**Task requirements**
From the records below, copy out each line that has the word "stitching".

**Input data**
══════════════════════════════

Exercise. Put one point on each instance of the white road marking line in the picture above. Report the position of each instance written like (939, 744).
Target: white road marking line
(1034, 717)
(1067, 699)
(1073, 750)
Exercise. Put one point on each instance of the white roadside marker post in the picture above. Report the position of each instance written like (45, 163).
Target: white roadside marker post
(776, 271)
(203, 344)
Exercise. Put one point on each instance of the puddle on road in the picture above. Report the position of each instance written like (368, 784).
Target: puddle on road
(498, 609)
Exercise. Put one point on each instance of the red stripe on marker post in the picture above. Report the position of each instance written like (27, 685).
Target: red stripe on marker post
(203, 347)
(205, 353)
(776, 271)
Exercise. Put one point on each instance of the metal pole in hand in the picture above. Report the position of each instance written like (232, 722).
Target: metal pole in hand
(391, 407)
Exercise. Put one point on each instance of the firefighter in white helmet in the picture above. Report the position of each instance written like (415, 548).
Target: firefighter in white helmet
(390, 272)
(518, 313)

══════════════════════════════

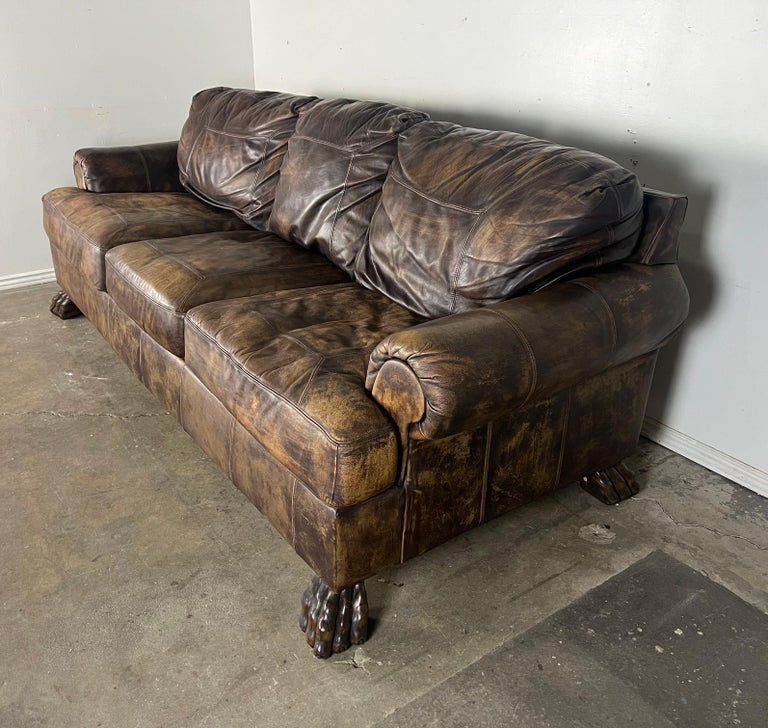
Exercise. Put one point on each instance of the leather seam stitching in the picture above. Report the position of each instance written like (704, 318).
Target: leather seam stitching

══════════════════════════════

**Exercise output**
Exercise. Put one point on each instance of the leather seam stitching in the picture above. Report the position of each instance written like (704, 318).
Target: leather seam stitching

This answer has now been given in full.